▶ **GIVEN PASSAGE**

--------------------------------

Prototyping is another powerful tool that facilitates pitching and provokes relevant feedback. Similar to the use of videos, prototypes also convey vast amounts of complex information in a short time, and provide the opportunity to interact with and test a proposed concept. The pitch becomes an engaging, in-depth learning experience for the prospective partner as hands-on experimentation with the prototype generates both new and relevant questions as well as unexpected ideas on how the concept could find use in the partner’s business. In this sense, a prototype helps to establish proof of concept and to gain credibility. In addition, feedback gathered from a prototype is often more helpful than feedback on conventional pitches, because it is more prolific, detailed and constructive, and helps identify concrete action points to develop the concept further.
Note that it is not always clear who is the actual decision maker in a large prospective partner organization. Also, there is the central role that external consultants can play in decision-making. It goes without saying that knowing who the decision maker is affects the approach and content of a pitch. It also has an impact on how feedback from different individuals in the prospective partner’s organization should be treated. Analogously, it is ill-considered to enter a meeting in Silicon Valley without some ad hoc decision-making power. Especially companies accustomed to the European business culture characterized by consensus-seeking, board-based decision-making processes have to adapt to a paradigm that calls for more individual autonomy in decision-making. The lack of such autonomy can easily be misinterpreted as lack of confidence, commitment, and determination. In the worst case it will be taken as an offense due to disrespect of the prospective partner’s time. In either case, decision-making power is considered a fundamental element of credibility.

--------------------------------

Saved data entries:

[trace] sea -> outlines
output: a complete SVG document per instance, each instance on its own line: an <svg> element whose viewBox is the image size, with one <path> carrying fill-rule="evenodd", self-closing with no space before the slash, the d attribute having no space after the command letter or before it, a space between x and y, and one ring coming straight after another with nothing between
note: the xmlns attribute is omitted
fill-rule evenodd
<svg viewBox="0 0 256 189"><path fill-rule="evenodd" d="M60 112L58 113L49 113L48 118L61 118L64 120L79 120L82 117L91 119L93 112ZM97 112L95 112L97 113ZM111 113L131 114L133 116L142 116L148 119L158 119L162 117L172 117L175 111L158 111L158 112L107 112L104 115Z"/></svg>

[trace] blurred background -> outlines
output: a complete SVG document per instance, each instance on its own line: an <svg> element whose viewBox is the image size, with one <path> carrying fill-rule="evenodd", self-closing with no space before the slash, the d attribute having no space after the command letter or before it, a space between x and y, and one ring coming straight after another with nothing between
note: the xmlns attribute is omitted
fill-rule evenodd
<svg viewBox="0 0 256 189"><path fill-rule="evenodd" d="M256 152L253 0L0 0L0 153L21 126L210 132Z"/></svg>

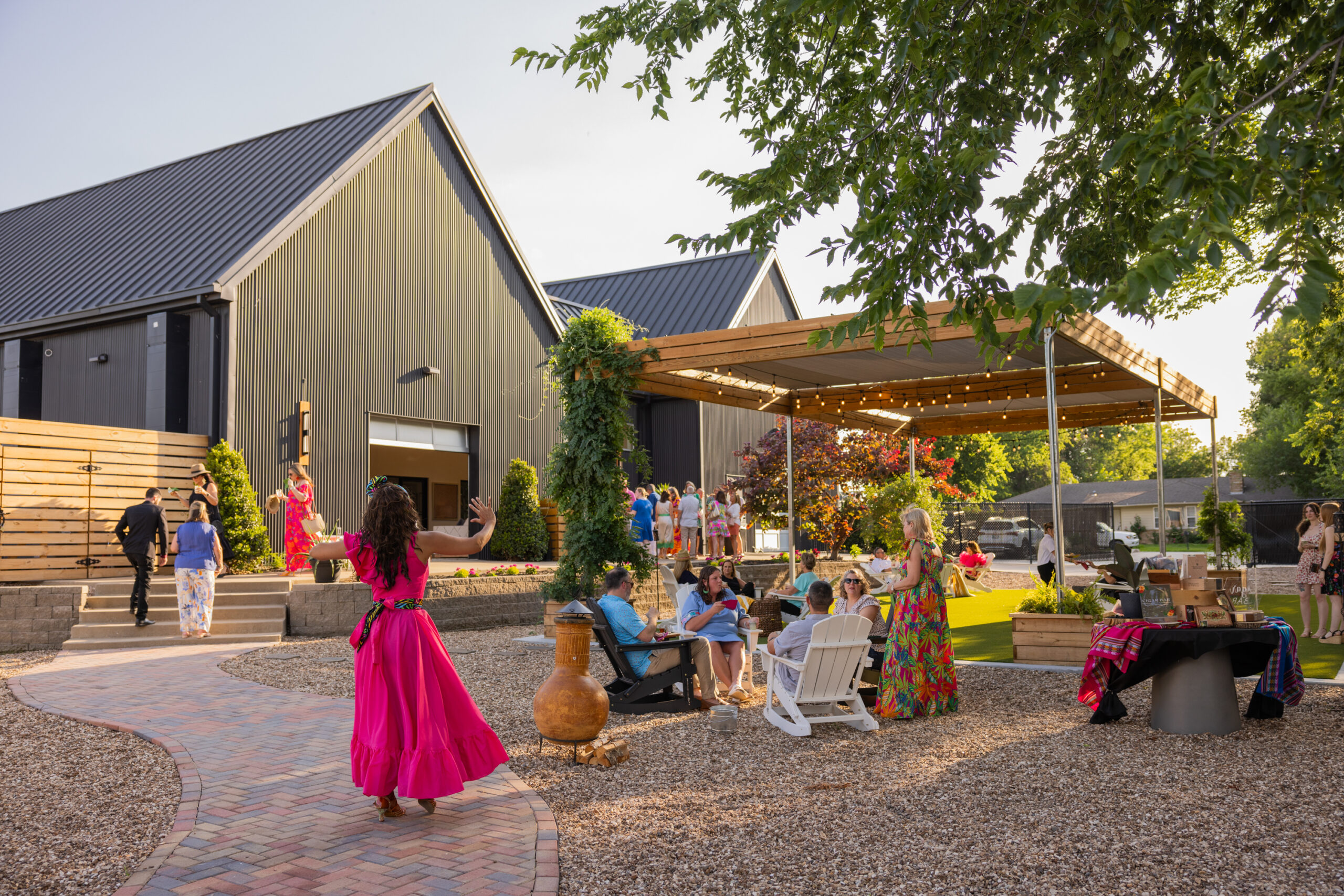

--------------------------------

▶ **ACTIVITY LIST**
(a) Translate this sentence from the passage on pitching into Spanish: "In this sense, a prototype helps to establish proof of concept and to gain credibility."
(b) For each statement below, decide whether the passage on pitching agrees with it. Answer yes or no, and quote the words of the passage that settle it.
(i) Feedback from a prototype is often more helpful than feedback on conventional pitches.
(ii) In a large prospective partner organization, it is always clear who the actual decision maker is.
(iii) A lack of autonomy in decision-making can be misread as a lack of confidence.
(c) Resume the passage on pitching after its final sentence, and keep its tone and subject.

▶ **TASK-BY-TASK RESULTS**
(a) En este sentido, un prototipo ayuda a establecer una prueba de concepto y a ganar credibilidad.

(b)
(i) Yes: "feedback gathered from a prototype is often more helpful than feedback on conventional pitches"
(ii) No: "it is not always clear who is the actual decision maker in a large prospective partner organization"
(iii) Yes: "The lack of such autonomy can easily be misinterpreted as lack of confidence, commitment, and determination."

(c)
Lastly, an entrepreneur must be ready to pitch her concept at anytime anywhere as some of the earlier examples on serendipity illustrated. In Silicon Valley in particular this includes contexts that transcend the strict business sphere. It is normal to discuss business-related ideas and ambitions over a casual Sunday barbeque with friends as people naturally mix work, life and play as a way of life. In this context the skill of casual small talk is irreplaceable. Available mobile technologies can assist in such ad hoc pitching as they have enabled access to virtually any form of media from virtually any location. Presentations, videos, and software prototypes can easily be shown on a pocket-sized device with enough storage capacity or a mobile data connection.
In Conclusion
Networks are first and foremost personal; they are built by and bound to individuals through long-term, hands-on work with local stakeholders. “It is really about creating relationships beyond the networks; those are the connections where you can trust that the person will actually listen to you and be open.” Establishing an extensive network and securing a reputable position in it is a strategic and slow process. To add to the challenge, for a node to work effectively and to be able to provide services to a wide variety of different client companies, the node’s networks need to be vast and complex.